• **What to do**:
Copy out, unchanged, the lines of the data starting with the one containing "Where can the skin be found in this photo?" and continuing through the one containing "x=245, y=178", both ends included, and nothing else.
::: Records provided
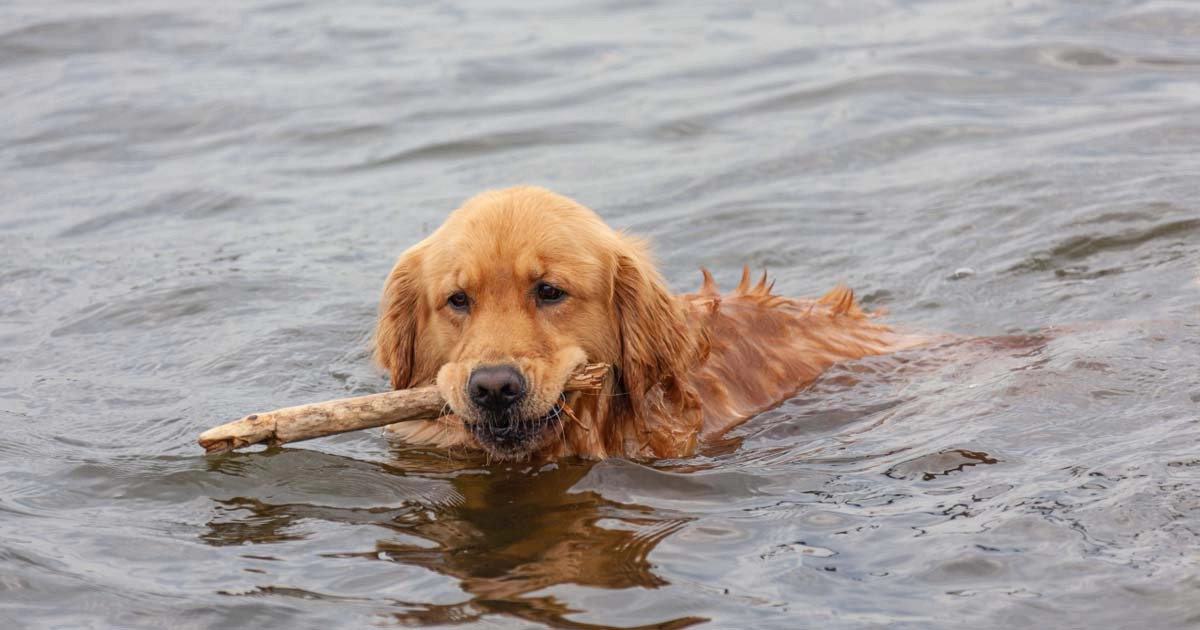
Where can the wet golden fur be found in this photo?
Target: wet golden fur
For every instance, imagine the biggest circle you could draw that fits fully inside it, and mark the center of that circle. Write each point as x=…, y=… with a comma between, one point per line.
x=687, y=367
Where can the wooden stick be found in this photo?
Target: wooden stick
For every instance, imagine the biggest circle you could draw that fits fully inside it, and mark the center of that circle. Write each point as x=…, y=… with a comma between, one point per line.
x=329, y=418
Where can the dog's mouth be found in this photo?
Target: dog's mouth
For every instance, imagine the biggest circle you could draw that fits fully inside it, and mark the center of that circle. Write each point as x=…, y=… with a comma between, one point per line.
x=509, y=436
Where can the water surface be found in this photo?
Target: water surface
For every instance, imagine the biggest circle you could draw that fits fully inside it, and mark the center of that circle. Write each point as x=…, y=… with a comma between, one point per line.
x=199, y=204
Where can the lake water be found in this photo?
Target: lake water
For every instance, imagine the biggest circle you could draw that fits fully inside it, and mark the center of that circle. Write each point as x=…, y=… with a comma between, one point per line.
x=199, y=203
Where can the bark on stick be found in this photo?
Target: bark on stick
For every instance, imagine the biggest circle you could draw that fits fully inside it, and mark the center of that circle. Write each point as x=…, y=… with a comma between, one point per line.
x=329, y=418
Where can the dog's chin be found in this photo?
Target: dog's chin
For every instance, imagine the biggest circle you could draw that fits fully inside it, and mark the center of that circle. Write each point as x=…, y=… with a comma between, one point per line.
x=508, y=436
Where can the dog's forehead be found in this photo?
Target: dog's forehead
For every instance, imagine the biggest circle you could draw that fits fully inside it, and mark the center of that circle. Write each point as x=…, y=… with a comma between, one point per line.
x=519, y=238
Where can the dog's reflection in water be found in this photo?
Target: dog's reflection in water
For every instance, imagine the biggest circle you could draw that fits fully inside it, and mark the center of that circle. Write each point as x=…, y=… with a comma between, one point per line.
x=509, y=534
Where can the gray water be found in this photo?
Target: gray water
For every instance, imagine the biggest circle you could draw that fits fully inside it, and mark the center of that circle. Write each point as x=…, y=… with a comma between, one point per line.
x=199, y=203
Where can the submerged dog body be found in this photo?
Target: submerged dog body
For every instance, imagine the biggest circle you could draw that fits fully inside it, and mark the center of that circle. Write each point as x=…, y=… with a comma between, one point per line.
x=519, y=287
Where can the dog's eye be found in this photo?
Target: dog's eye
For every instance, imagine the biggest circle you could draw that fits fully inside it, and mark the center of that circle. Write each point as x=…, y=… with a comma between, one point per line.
x=549, y=293
x=459, y=300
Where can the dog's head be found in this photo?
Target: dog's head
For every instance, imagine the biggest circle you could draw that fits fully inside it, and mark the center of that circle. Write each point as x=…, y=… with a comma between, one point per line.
x=516, y=289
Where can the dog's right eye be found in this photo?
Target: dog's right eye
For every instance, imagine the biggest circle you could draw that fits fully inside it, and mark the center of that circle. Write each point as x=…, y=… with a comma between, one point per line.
x=459, y=301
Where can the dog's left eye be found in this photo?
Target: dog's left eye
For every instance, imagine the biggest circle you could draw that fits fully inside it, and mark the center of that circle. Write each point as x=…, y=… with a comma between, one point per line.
x=549, y=293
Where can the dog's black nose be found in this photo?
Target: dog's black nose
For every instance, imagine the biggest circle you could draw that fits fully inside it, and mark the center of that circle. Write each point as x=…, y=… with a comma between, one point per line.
x=496, y=388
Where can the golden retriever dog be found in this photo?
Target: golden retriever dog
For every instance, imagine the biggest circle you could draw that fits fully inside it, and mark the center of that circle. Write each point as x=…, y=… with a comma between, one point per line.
x=521, y=286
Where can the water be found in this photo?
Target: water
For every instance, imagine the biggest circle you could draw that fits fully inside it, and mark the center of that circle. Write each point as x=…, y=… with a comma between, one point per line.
x=199, y=203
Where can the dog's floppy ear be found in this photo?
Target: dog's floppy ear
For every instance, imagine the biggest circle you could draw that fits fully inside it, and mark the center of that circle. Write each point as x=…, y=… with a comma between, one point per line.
x=655, y=346
x=395, y=336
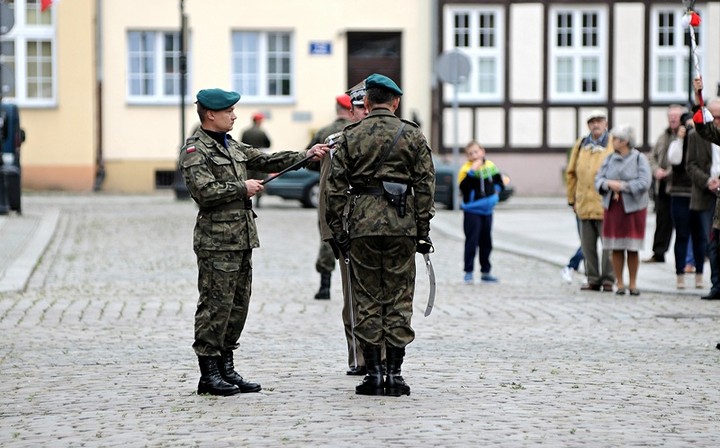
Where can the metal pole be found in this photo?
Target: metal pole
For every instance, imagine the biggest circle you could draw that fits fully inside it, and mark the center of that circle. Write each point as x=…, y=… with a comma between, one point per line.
x=181, y=191
x=183, y=71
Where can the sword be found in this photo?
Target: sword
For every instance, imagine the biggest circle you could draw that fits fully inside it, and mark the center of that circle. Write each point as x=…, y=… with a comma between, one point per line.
x=431, y=278
x=294, y=166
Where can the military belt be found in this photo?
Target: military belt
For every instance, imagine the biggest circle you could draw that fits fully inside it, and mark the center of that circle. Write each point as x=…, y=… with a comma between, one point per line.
x=373, y=191
x=370, y=191
x=232, y=205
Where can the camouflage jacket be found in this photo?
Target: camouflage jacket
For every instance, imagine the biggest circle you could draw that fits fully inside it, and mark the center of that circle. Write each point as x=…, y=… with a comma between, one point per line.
x=358, y=148
x=215, y=177
x=324, y=167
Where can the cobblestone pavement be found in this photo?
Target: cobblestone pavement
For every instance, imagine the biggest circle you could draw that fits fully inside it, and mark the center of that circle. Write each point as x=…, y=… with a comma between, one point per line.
x=97, y=348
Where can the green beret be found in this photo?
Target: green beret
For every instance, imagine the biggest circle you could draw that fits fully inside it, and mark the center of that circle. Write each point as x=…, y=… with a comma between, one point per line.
x=382, y=82
x=217, y=99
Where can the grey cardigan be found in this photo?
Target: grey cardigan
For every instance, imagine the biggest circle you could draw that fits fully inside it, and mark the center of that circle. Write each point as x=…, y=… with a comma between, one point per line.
x=634, y=171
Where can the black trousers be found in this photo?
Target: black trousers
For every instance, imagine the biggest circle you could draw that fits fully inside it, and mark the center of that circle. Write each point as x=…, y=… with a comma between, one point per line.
x=663, y=226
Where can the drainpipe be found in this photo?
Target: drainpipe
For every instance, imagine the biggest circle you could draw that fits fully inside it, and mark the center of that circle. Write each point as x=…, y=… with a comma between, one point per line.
x=99, y=160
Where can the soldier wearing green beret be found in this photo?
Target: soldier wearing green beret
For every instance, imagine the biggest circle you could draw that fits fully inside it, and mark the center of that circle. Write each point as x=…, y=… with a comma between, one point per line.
x=382, y=170
x=215, y=168
x=325, y=262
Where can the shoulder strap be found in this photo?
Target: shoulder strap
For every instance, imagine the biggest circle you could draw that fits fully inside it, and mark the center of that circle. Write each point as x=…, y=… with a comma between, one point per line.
x=386, y=152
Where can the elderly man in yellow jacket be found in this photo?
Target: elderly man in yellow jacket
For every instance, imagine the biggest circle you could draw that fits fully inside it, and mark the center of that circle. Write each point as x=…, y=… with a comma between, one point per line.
x=586, y=157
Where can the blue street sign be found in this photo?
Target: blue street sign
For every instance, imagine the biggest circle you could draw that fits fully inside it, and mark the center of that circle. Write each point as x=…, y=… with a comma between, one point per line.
x=322, y=48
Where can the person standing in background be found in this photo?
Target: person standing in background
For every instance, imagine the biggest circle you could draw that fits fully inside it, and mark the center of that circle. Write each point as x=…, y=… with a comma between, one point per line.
x=661, y=170
x=256, y=137
x=688, y=228
x=586, y=156
x=707, y=125
x=325, y=262
x=480, y=185
x=624, y=180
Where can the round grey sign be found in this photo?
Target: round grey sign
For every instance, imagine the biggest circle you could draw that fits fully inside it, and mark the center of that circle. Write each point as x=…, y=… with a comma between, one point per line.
x=453, y=67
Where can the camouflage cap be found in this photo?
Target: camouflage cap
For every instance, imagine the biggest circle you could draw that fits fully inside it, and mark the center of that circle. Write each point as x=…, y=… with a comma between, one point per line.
x=382, y=82
x=343, y=101
x=217, y=99
x=357, y=93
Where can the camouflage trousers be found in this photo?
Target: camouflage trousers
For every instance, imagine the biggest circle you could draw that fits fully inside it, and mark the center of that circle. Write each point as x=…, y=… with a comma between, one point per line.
x=224, y=283
x=325, y=262
x=355, y=354
x=383, y=285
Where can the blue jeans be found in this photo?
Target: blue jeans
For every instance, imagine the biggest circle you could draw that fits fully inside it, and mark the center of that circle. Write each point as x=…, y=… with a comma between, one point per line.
x=478, y=236
x=687, y=223
x=705, y=218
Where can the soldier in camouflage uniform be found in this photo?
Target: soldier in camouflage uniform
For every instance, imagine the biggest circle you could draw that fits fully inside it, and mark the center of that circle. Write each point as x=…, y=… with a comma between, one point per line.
x=356, y=363
x=381, y=238
x=325, y=262
x=215, y=170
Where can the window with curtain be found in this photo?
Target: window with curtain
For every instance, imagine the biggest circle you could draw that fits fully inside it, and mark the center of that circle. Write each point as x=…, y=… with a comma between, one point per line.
x=28, y=56
x=578, y=47
x=262, y=65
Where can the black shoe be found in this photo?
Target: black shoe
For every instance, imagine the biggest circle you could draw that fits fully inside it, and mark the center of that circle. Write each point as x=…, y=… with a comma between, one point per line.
x=324, y=291
x=357, y=371
x=226, y=367
x=372, y=384
x=211, y=382
x=590, y=287
x=711, y=296
x=395, y=385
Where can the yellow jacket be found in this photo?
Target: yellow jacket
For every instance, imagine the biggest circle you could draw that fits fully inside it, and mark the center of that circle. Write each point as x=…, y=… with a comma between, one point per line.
x=583, y=165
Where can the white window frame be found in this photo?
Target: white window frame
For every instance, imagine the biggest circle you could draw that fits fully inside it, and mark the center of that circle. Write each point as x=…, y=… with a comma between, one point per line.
x=159, y=97
x=577, y=54
x=469, y=91
x=262, y=76
x=678, y=53
x=20, y=35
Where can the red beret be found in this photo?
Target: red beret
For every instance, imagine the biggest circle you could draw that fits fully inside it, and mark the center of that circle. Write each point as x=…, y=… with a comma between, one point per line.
x=344, y=101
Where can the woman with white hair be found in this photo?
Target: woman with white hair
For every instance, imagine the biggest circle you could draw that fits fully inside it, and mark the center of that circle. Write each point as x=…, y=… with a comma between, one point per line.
x=624, y=180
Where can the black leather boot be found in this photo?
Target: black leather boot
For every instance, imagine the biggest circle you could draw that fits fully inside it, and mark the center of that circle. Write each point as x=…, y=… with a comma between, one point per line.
x=394, y=383
x=228, y=373
x=324, y=291
x=210, y=380
x=372, y=383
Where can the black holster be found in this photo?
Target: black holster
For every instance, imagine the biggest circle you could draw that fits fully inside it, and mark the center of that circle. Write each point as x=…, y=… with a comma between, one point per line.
x=396, y=194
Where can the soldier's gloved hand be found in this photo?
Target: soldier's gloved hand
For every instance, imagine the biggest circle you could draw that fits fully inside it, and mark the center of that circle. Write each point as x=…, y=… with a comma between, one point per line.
x=424, y=245
x=342, y=241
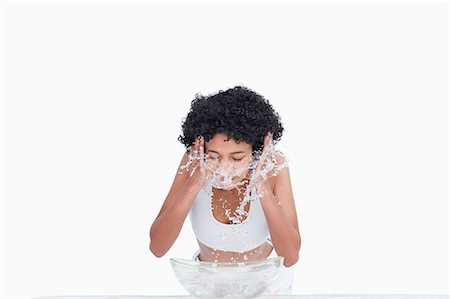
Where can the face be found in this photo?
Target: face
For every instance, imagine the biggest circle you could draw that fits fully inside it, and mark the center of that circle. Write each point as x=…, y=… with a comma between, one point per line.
x=230, y=160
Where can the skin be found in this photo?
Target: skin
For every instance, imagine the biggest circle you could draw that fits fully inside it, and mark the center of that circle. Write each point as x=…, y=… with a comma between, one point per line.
x=277, y=202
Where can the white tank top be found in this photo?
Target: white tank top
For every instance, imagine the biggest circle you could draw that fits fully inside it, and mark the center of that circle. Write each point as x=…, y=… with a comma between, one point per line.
x=252, y=232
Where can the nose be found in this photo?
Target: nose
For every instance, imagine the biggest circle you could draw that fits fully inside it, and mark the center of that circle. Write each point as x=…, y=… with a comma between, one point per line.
x=225, y=167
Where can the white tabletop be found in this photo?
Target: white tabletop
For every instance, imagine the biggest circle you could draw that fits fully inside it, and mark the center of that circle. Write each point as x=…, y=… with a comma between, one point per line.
x=309, y=296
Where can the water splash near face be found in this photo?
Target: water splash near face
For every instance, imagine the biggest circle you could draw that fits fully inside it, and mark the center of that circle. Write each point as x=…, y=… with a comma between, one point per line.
x=245, y=178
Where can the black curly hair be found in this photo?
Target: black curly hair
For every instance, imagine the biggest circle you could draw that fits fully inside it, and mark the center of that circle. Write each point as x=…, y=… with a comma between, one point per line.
x=238, y=112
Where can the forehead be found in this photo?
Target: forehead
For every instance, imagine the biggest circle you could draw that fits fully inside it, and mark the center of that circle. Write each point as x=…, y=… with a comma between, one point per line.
x=220, y=144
::::::
• **Finished answer**:
Where can the skin be found in this photo?
Target: skin
For every instance, imagine the biggest circle you could draw that fits fully inside it, and mark the center of that circle. Write each point as x=…, y=… with a comma between, one point per line.
x=277, y=202
Where can the white tank top be found in this photo?
Target: white tank top
For every instance, imagine the biggest circle you could draw that fits fully inside it, and mark the center of that circle. Write each point as x=…, y=… with a comma between, one point per line.
x=252, y=232
Where can the nose be found in this photo?
Target: nose
For every instance, imagine the biggest circle you could draw that fits fully inside it, and mark the center of that circle. Write each point as x=…, y=… with a comma between, one point per line.
x=225, y=167
Where can the white tabletop be found in this photo?
Target: white tabletop
For every instance, imagine the biggest circle you could draw that fits fully inside it, and mark the center of that circle. Write each point as x=…, y=… with a comma between, one point per line.
x=309, y=296
Where can the water splash near face be found in this photo?
Target: water splash near face
For every instance, imagine the biggest circle you could draw that fits fully inside it, and mark the center of that circle. Write each point as x=…, y=… with a comma between, one point per line.
x=245, y=178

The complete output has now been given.